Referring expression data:
<<<<

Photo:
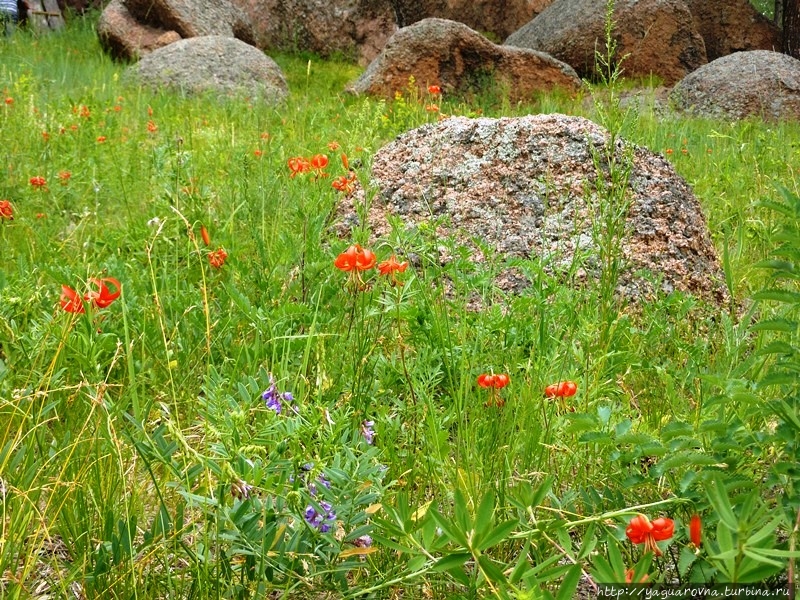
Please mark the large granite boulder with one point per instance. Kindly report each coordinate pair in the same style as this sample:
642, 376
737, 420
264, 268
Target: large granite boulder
130, 29
458, 59
758, 83
353, 28
80, 6
216, 64
656, 37
494, 18
125, 38
527, 188
729, 26
193, 18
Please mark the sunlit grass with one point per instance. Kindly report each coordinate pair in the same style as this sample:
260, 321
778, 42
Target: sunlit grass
125, 431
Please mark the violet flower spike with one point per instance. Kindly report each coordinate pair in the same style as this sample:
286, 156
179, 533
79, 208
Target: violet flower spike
320, 520
367, 431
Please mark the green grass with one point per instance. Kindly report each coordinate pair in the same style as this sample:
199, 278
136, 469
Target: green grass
128, 433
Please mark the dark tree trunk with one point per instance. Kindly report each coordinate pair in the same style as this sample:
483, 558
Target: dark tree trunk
791, 28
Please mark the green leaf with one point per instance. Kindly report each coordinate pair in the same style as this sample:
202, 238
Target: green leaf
751, 553
686, 560
522, 565
718, 496
497, 535
778, 295
764, 532
450, 529
783, 325
570, 583
451, 561
415, 564
615, 558
595, 437
542, 491
776, 347
483, 518
491, 570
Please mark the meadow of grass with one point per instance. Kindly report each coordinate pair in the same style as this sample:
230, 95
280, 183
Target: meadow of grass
139, 459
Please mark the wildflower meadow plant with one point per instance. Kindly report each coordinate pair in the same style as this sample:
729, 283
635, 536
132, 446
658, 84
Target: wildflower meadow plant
308, 419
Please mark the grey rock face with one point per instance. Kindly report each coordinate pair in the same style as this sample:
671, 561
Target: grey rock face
729, 26
657, 37
193, 18
456, 58
125, 38
354, 28
758, 83
216, 64
527, 187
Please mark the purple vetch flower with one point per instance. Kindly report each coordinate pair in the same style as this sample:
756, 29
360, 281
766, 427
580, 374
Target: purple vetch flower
367, 431
241, 490
273, 398
320, 520
322, 480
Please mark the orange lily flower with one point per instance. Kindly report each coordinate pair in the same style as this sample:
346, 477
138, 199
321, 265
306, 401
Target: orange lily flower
298, 164
217, 258
103, 296
355, 258
71, 301
562, 389
6, 210
641, 531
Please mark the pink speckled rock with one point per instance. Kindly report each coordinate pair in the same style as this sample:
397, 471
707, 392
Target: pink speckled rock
527, 188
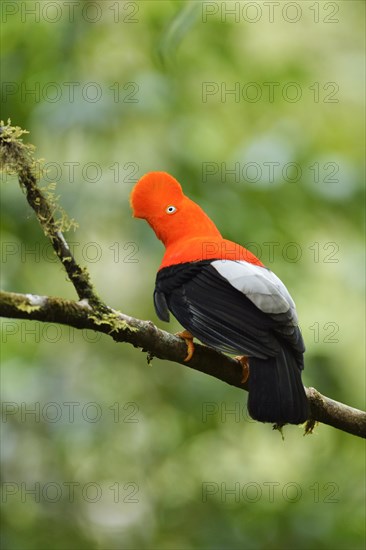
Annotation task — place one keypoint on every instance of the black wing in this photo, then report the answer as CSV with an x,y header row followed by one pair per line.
x,y
220,315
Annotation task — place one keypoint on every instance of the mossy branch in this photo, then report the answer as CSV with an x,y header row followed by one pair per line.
x,y
91,313
17,158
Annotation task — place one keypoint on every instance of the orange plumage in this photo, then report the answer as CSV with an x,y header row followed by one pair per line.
x,y
188,233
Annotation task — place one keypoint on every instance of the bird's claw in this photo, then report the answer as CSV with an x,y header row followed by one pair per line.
x,y
188,338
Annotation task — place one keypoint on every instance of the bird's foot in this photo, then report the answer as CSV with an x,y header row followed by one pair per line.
x,y
244,361
188,338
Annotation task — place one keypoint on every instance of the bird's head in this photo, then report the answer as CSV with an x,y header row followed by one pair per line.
x,y
158,198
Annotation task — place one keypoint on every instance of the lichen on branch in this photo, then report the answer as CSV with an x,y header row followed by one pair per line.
x,y
90,312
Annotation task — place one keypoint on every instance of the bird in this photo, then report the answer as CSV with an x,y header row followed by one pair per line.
x,y
224,296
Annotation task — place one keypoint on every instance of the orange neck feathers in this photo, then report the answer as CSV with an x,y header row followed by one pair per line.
x,y
186,231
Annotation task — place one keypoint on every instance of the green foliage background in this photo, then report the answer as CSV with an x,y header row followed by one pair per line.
x,y
163,446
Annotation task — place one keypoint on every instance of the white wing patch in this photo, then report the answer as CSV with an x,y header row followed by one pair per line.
x,y
259,284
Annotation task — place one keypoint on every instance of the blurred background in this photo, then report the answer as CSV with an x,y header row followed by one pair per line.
x,y
257,109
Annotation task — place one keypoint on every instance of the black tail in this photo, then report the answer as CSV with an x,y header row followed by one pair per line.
x,y
276,393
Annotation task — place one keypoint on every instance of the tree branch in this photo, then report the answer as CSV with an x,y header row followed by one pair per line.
x,y
161,344
91,313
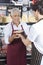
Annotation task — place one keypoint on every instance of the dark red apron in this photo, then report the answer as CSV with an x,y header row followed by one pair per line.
x,y
16,52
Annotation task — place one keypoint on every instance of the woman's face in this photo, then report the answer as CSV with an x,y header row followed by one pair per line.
x,y
36,14
16,18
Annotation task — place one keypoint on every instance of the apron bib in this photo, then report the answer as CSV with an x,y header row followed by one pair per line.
x,y
16,52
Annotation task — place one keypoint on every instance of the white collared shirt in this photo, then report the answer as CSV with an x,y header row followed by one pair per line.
x,y
8,30
36,36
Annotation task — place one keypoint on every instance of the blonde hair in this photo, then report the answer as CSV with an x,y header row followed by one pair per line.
x,y
15,10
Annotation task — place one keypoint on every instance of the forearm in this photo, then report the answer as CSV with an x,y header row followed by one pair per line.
x,y
26,41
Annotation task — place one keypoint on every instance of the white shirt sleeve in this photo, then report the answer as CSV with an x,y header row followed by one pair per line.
x,y
7,32
26,28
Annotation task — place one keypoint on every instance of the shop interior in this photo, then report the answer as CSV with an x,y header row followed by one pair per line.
x,y
26,14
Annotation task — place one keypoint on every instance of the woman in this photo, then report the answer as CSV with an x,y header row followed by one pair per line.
x,y
16,51
36,34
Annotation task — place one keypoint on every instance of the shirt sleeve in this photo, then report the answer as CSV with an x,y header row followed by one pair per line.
x,y
7,33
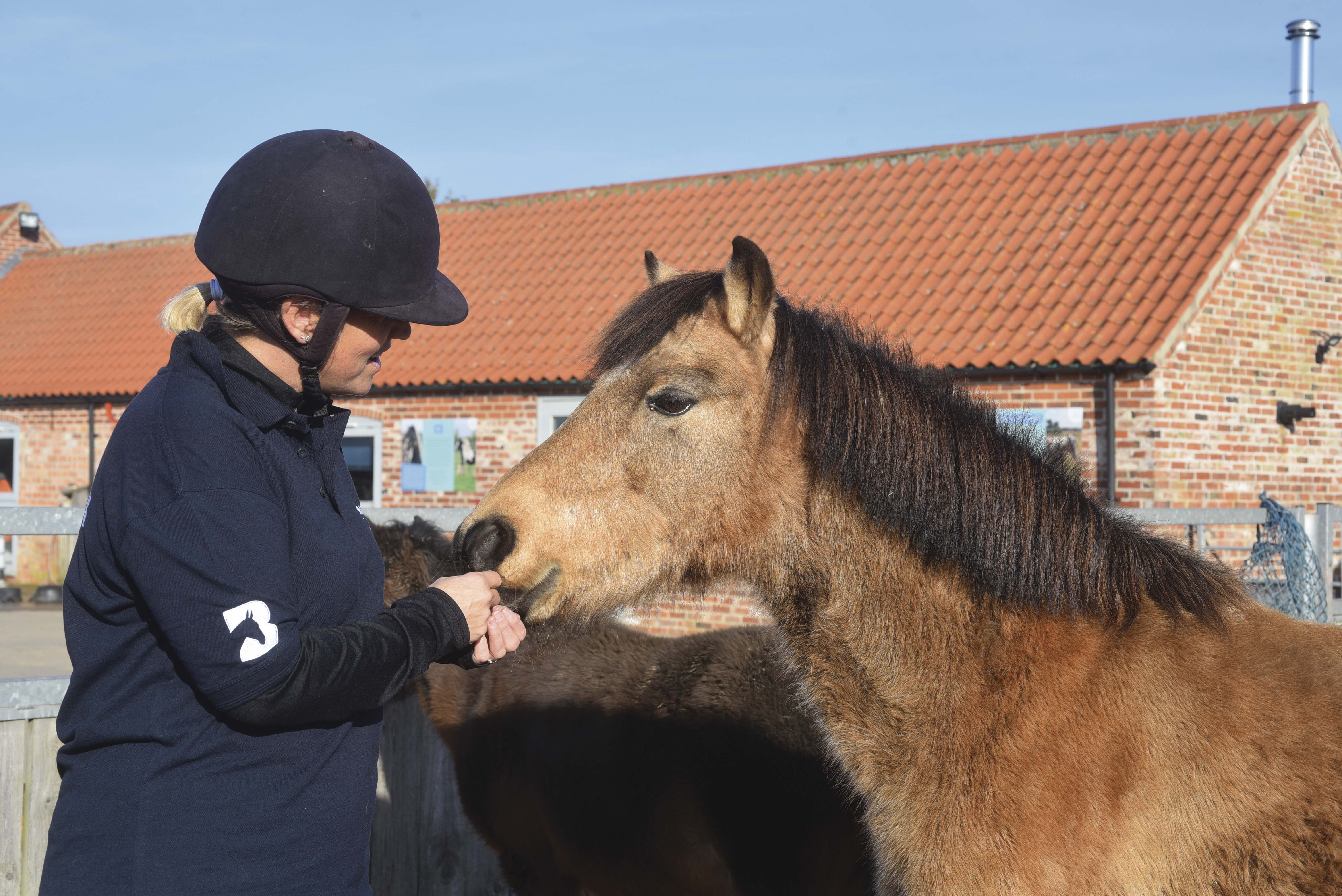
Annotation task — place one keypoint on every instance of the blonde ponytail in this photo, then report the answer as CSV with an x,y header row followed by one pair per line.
x,y
186,310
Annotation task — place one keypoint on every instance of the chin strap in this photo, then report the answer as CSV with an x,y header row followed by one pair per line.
x,y
311,355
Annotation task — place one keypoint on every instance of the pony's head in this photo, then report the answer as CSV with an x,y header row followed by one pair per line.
x,y
662,478
728,428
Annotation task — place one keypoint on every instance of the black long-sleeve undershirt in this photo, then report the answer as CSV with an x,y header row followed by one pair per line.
x,y
351,668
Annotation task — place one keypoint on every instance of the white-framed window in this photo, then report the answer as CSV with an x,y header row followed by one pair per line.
x,y
551,412
363,447
9,489
9,465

>>>>

Copy the data word for word. Pictures do not go in the copy.

Photo:
Please mark the large granite boulder with one point per instance. Kindly report each coordinate pair in the same style as this sample:
642, 376
737, 420
264, 268
Target: large granite boulder
130, 29
458, 59
758, 83
353, 28
80, 6
216, 64
656, 37
494, 18
125, 38
527, 188
729, 26
193, 18
Please mark the sunlit grass with one point per instance. Kindly report each coordinate pair in the same style as this sample:
260, 321
778, 42
Target: sunlit grass
125, 431
Please mark the violet flower spike with one point per instance. Kindly report each coordinate pair in the same style as this sample:
286, 156
179, 533
79, 208
Target: violet flower spike
320, 520
367, 431
Please mark the green grass with one point per instance. Kindly report each coordinate pair in the same style as this sample:
199, 278
136, 469
Target: green grass
128, 433
Please mark the dark tree trunk with one point per instance. Kindly report each coordinate pair in the same style as this sample:
483, 558
Target: dark tree trunk
791, 28
Please mark the green leaf with one point per instance. Kindly report each coordinate pair in the same style as this sample:
202, 238
Target: green leaf
751, 553
686, 560
522, 565
718, 496
497, 535
778, 295
764, 532
450, 529
783, 325
570, 583
451, 561
415, 564
615, 558
595, 437
542, 491
776, 347
483, 518
491, 570
Please mark the meadow of grass with one point per instance. Kindly report each coordinate pair in the same style as this sample:
230, 95
280, 183
Target: meadow of grass
139, 459
Please mark the wildflower meadow plant with one point per instance. Kindly report each coordinate pair in the same style as this sample:
729, 283
635, 536
132, 446
658, 84
Target: wildflower meadow plant
308, 419
Please mark the grey rock face with one point per instance. Kindly report each coordinate pair in the same style as this sample:
671, 561
Target: grey rock face
729, 26
657, 37
193, 18
456, 58
125, 38
354, 28
758, 83
216, 64
527, 187
Please mark the purple vetch flower with one point per instance. Kindly report each coordinate pair in the same style as this sample:
756, 29
360, 281
766, 427
580, 374
Target: purple vetch flower
367, 431
241, 490
273, 398
320, 520
322, 480
Please mark the orange lily flower with one point per instance. Kindly report each coordinate pair in the same style as this sample:
346, 477
138, 199
321, 265
306, 401
Target: orange lily flower
298, 164
217, 258
103, 296
355, 258
71, 301
562, 389
6, 210
641, 531
Please mark the pink speckled rock with one point per instance. Kindly report each coordinate pair in the same style as this sample:
397, 471
707, 392
Target: pink speckled rock
527, 188
Annotation task — place one keypoint on every instance of the black wing in this photo, then report the answer as CSV with an x,y header row followed by one pair per line.
x,y
220,315
Annotation task — place one keypoint on every instance of the mossy branch in this photo, then report the answer as CSV with an x,y header row followed by one pair per line.
x,y
91,313
17,158
Annotation task — place one keypoint on every instance of the orange plumage in this photo, then report the answer as CSV with an x,y header row followed by one pair per line.
x,y
188,233
Annotation task — place one keypoint on every instance of the bird's claw in this photo, then report the answer as CSV with an x,y header row followed by one pair per line.
x,y
188,338
Annotation task — place one keypoint on every instance of the bird's foot in this photo, then report the answer as CSV with an x,y header row followed by one pair per line.
x,y
244,361
188,338
Annotation task — place one keypoint on every instance of the bird's head in this photo, then report the answer as CSV with an x,y header row followed by one pair per line.
x,y
158,198
Annotation task — place one keypoint on every instance of the lichen on branch in this photo, then report the answer as CSV with an x,y header row followed by one pair per line.
x,y
90,312
Annotation task — place one keypoint on every instance of the bird in this photo, then report the answer as CSV with an x,y header row followed by one pair per line.
x,y
224,296
Annotation task — place one keypoint on every instance of the orange neck feathers in this photo, then report the answer as CSV with an x,y header row followed by one pair per line.
x,y
186,231
Annotation task — place one keypoint on every instance of the green foliage background in this photo, then report the answer as CSV with an x,y header row followed by one pair per line.
x,y
163,446
Annotation task — place one keypoint on every instance of the white wing patch in this photo, then report the answer as CSV with an x,y header row followed by one pair per line.
x,y
259,284
Annotation task — place one keypoint on every instance of the blurred background in this photo, then report the answer as CSV with an x,y header row followed by one pair per line.
x,y
257,109
Annotation task — place one keypoint on every instance of the black tail in this photo, then report the answer as CSV with an x,y header row followed by one pair per line.
x,y
276,393
Annotation task — place one keypoint on every instance of the tree branch in this photo, then report the answer as CSV with an x,y header row followed by one pair per line.
x,y
161,344
91,313
Annotation task — place one keypoint on every instance of the dark red apron in this photo, then report the answer as CSV with an x,y header row followed by one pair per line.
x,y
16,52
Annotation task — place one keypoint on every instance of the woman's face in this photo, then report the answer as CSV with an x,y header row followed by one pair per line.
x,y
36,14
16,18
Annotation task — place one keypoint on every instance of the apron bib in this photo, then report the answer as CSV with an x,y header row followed by one pair per line.
x,y
16,52
Annotation task — place one keypoint on every instance of the white collared shirt in this photo, then report the answer as CSV with an x,y header row followed by one pair per line.
x,y
8,30
36,36
Annotation task — place one keypoint on every instance of the blonde hair in this photo, then report the answer as CSV with an x,y header row followed by one pair per line.
x,y
15,10
Annotation task — place one keypoint on every instance of the forearm in this photo, then report the answer as CSV with an x,y header row followed by one pair per line.
x,y
26,41
Annotation task — place one keypoint on every instance of the white shirt sleeve in this photo, then report the answer as CSV with an x,y header row followed by one pair per line.
x,y
7,32
26,28
Annotation task — place one keypoint on every instance of the shop interior in this photo, then report the answer as CSV with an x,y header row followed by one pair per line.
x,y
26,14
Annotation task — place one keypoint on every instance of the woman in this photo, then report the answer as CSV with an x,y header row followed by one pair per line.
x,y
16,51
36,34
Annotation task — place one keypoint on every instance of the shirt sleeve in this photo, then report the answer as CSV with an x,y header row followed by one pair per line.
x,y
7,33
Annotation task — place one keypoint on every instance of the blonde ponytail in this photo, then report the answer as CSV with an x,y header row followed by one pair per line.
x,y
186,310
Annotation task — place one keypoint on every instance of the chin strap in this photo, then report the answer as CSV with an x,y header row followed by one pair per line.
x,y
311,355
Annotation task — place one keypoint on every instance of the pony's head in this photo, then report the answer as CSV with an x,y header row followed by one pair per line.
x,y
662,478
728,428
Annotation task — place one keypoint on every instance of the black long-sleeve undershirt in this photo, then report the answer as CSV with an x,y header row followed by one pair per line.
x,y
351,668
Annotation task — place one keypoint on every instance of the white-framed window in this photo, then report the answer as CSV with an x,y header row followed by one pair per line.
x,y
551,412
363,447
9,489
9,465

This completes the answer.